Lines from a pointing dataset
Begin

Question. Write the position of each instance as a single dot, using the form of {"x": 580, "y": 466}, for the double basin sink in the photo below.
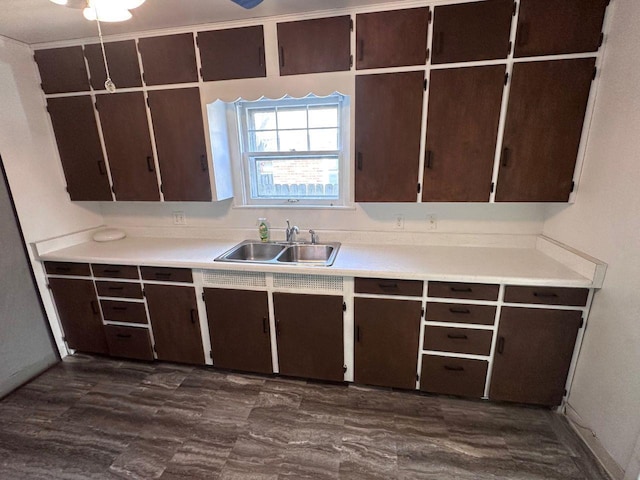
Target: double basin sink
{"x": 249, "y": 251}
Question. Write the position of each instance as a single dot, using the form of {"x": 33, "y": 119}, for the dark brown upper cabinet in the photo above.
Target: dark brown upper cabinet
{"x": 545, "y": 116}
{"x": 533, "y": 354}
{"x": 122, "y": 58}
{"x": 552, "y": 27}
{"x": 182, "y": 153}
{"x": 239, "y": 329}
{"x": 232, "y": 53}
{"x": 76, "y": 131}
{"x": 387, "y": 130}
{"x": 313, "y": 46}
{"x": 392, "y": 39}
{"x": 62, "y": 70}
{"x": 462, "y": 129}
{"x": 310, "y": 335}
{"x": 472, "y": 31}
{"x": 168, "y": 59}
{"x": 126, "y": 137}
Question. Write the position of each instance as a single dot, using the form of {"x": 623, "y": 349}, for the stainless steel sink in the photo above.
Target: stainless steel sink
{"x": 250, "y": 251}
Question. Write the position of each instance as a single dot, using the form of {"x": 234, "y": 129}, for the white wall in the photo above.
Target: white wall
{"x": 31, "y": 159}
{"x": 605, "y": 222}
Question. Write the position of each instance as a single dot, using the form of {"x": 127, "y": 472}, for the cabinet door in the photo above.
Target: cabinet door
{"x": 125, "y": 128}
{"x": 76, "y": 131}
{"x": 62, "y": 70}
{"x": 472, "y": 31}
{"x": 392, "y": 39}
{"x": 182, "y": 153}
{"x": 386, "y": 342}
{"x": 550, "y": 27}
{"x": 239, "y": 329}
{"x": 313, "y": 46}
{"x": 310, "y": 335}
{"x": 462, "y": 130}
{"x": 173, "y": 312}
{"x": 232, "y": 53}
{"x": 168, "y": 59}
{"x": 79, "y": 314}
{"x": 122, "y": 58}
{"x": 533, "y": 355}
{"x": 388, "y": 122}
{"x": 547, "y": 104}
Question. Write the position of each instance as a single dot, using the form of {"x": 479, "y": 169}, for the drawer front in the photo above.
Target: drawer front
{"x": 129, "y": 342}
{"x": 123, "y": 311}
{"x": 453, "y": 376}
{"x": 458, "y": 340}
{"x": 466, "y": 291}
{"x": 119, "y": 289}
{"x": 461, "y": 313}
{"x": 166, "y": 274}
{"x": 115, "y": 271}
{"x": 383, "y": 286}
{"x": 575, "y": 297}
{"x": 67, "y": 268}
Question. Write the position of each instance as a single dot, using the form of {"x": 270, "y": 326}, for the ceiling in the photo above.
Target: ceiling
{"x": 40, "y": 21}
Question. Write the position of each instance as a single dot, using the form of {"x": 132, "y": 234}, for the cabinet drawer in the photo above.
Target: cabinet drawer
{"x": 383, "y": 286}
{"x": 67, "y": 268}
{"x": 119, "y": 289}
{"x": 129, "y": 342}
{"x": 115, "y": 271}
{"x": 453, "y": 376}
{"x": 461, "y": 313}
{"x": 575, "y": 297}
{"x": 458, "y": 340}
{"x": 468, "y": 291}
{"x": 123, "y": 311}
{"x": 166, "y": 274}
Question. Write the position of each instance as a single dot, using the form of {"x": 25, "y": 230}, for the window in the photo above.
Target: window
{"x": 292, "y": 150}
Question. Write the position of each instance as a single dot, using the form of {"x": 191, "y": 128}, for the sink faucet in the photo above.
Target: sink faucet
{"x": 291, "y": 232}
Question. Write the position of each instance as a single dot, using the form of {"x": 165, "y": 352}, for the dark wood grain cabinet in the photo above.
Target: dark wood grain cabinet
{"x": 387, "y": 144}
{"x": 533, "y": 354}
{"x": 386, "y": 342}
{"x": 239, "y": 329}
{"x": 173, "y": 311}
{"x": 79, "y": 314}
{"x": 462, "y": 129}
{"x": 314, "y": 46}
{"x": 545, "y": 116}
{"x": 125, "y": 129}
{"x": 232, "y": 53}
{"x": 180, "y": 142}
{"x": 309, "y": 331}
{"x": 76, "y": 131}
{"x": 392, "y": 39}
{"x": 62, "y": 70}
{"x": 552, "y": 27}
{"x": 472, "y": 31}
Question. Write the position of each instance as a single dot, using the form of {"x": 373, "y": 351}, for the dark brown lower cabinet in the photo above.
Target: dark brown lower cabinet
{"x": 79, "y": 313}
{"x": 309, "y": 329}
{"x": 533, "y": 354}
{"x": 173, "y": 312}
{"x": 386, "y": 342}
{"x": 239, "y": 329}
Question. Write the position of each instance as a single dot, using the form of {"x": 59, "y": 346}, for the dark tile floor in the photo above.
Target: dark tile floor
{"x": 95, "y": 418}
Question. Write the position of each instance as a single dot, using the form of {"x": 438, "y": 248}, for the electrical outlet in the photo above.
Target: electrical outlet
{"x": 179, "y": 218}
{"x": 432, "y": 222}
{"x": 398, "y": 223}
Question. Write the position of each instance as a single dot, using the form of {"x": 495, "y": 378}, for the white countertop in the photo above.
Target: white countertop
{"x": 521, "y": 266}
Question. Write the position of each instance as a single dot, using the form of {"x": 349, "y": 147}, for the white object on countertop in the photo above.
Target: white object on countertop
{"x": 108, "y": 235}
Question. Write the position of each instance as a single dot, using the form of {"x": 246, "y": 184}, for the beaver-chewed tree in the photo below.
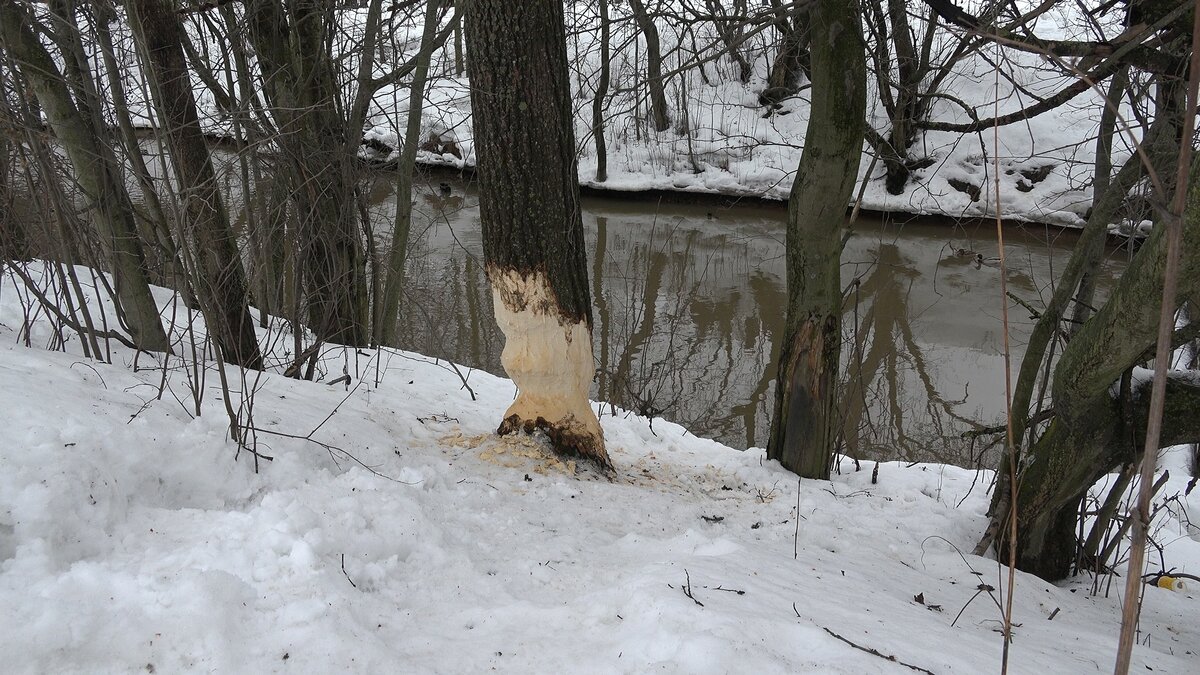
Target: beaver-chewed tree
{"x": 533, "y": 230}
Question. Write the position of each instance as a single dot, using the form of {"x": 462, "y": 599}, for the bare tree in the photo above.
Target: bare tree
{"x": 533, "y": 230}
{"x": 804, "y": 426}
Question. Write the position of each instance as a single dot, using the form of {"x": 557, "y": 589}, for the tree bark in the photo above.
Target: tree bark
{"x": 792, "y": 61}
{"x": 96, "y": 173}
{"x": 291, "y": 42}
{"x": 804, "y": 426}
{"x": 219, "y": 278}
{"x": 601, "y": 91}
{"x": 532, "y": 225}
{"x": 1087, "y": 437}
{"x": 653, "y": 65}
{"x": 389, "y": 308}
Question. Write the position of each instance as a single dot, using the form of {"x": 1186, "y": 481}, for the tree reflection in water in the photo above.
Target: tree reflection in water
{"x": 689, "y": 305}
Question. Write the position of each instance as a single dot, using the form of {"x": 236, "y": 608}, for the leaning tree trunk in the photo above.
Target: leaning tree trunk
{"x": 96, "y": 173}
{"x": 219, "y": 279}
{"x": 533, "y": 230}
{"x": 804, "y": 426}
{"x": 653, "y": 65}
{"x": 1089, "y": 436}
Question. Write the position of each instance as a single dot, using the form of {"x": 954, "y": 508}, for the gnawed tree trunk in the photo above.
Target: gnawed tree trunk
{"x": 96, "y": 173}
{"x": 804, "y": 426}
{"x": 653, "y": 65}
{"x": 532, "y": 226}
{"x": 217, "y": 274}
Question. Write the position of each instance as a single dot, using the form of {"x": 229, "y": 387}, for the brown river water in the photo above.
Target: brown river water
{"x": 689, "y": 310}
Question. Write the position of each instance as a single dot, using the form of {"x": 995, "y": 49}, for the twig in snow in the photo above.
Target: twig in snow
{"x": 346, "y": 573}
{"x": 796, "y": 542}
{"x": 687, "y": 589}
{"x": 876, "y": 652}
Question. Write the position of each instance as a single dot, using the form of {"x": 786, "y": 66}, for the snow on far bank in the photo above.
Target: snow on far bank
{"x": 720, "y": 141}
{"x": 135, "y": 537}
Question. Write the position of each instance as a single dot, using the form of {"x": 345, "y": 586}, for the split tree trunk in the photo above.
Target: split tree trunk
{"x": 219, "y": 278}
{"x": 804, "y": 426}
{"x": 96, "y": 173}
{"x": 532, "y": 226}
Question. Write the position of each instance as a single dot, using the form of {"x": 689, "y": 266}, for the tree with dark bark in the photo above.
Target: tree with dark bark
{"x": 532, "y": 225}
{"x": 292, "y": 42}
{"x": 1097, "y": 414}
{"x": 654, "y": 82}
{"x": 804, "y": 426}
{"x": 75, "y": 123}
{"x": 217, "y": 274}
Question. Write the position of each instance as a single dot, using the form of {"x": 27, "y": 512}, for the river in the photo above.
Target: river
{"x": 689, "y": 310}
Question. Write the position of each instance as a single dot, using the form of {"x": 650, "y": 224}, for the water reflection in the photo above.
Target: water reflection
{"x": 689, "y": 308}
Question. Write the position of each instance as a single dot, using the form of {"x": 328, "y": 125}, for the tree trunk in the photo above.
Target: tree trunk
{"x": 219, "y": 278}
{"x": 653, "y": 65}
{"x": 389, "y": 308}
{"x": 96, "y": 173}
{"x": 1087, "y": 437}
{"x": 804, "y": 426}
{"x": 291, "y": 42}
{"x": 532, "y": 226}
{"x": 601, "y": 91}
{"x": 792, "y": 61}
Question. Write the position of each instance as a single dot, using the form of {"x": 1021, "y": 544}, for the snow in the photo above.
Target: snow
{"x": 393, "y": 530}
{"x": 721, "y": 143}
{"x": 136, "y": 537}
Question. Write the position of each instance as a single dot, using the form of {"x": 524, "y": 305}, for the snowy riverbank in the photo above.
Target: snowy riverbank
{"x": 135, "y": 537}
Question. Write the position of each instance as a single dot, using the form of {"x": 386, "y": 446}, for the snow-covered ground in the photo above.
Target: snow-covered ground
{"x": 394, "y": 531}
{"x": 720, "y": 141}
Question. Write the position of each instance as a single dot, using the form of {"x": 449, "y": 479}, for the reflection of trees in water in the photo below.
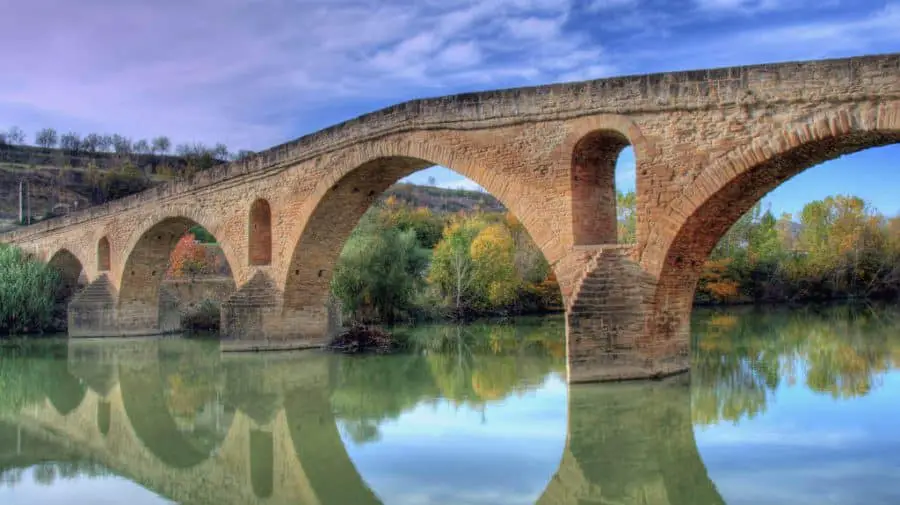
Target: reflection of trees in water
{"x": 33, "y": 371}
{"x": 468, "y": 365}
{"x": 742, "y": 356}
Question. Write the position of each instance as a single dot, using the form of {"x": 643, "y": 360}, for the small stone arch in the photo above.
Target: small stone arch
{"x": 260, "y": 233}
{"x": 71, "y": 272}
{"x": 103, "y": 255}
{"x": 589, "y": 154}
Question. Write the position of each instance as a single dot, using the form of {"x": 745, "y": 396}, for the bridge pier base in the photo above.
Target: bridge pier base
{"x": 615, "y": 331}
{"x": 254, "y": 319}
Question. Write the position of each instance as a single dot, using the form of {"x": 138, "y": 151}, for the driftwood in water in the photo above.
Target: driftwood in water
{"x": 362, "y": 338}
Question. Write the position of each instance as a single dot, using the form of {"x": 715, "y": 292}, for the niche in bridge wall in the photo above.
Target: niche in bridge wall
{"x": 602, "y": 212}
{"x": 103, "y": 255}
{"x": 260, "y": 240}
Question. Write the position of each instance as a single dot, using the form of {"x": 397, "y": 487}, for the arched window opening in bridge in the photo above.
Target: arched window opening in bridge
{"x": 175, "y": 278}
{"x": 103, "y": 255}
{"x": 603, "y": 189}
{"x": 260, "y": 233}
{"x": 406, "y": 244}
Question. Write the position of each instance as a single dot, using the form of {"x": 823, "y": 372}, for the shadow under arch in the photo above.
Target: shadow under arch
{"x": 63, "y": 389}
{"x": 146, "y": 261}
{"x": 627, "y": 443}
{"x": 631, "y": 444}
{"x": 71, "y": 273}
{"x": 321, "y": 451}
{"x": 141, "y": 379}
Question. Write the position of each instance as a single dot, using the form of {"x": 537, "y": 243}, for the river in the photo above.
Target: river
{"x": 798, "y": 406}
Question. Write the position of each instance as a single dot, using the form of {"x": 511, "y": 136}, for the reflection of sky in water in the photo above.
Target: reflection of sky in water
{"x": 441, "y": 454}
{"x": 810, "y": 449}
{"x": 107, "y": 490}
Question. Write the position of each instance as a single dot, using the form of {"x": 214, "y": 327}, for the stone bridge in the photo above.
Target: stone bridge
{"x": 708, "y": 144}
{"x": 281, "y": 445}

End

**AIM OF THE TASK**
Copy the lines above word for word, starting with the line that contains "in bridge in the photo above." and running through the final line, with both of those lines included.

**SOLUTION TO THIS EXERCISE**
Question. Write the position of each instance as a single dot, using the form of {"x": 397, "y": 487}, for the arched window opening in bridge in the photo above.
Target: arched window opening in bridge
{"x": 175, "y": 278}
{"x": 103, "y": 255}
{"x": 603, "y": 189}
{"x": 260, "y": 233}
{"x": 406, "y": 244}
Question. Write the position of each instance as a single dot, using the form of {"x": 823, "y": 372}, for the shadow under arch in the photo above.
Target: shadow under arch
{"x": 63, "y": 389}
{"x": 146, "y": 261}
{"x": 627, "y": 443}
{"x": 631, "y": 444}
{"x": 71, "y": 273}
{"x": 321, "y": 451}
{"x": 141, "y": 379}
Question. Write the position of each instance as a single dot, using the form of {"x": 537, "y": 243}, for the river in the photo above.
Target: river
{"x": 798, "y": 406}
Question. Write the position of each instance as a single dot, using the form of {"x": 511, "y": 136}, for the reflection of sky in water in the photo above.
Target: reflection of sky in water
{"x": 441, "y": 454}
{"x": 810, "y": 449}
{"x": 107, "y": 490}
Question. Write the position of each instance as a single dot, using the form of {"x": 214, "y": 327}, for the stone bridge in the photo above.
Target: stone bridge
{"x": 708, "y": 144}
{"x": 281, "y": 445}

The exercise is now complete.